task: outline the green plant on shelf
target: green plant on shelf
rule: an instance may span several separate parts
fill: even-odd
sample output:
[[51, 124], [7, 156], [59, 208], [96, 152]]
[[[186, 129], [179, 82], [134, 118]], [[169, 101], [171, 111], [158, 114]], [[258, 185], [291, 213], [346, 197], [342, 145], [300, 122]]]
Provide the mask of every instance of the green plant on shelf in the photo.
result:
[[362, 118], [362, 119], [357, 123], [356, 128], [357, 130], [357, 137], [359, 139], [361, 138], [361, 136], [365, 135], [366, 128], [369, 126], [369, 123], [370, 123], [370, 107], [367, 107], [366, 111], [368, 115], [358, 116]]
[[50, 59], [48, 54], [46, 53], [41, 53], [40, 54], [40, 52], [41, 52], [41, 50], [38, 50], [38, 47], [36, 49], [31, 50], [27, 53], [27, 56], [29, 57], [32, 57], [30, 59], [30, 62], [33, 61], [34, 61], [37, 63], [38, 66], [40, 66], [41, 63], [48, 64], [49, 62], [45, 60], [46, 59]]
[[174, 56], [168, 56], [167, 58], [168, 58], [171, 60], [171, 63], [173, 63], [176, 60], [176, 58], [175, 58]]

=-=-=

→ **To do**
Convert every line of the data above into a JSON list of strings, one string per line, leaving out blank lines.

→ **Written response**
[
  "task: outline the green plant on shelf",
  "target: green plant on shelf",
  "rule: an instance may span several separate parts",
  "fill: even-odd",
  "sample output:",
  "[[51, 124], [7, 156], [59, 208], [96, 152]]",
  "[[[186, 129], [179, 82], [134, 118]], [[169, 101], [171, 111], [158, 114]], [[258, 185], [291, 213], [346, 197], [342, 145], [300, 122]]]",
  "Provide the mask of every instance of the green plant on shelf in the photo.",
  "result:",
  "[[362, 118], [362, 119], [357, 123], [356, 128], [357, 130], [357, 137], [359, 139], [361, 138], [361, 136], [365, 135], [366, 128], [369, 126], [369, 123], [370, 123], [370, 107], [367, 107], [366, 111], [368, 115], [358, 116]]",
  "[[50, 59], [48, 54], [46, 53], [41, 53], [40, 54], [40, 52], [41, 52], [41, 50], [38, 50], [38, 47], [36, 49], [31, 50], [27, 53], [27, 56], [29, 57], [32, 57], [30, 59], [30, 62], [33, 61], [34, 61], [37, 63], [38, 66], [40, 66], [41, 63], [48, 64], [49, 62], [45, 60], [46, 59]]",
  "[[174, 56], [168, 56], [167, 58], [168, 58], [171, 60], [171, 63], [173, 63], [176, 60], [176, 58], [175, 58]]"
]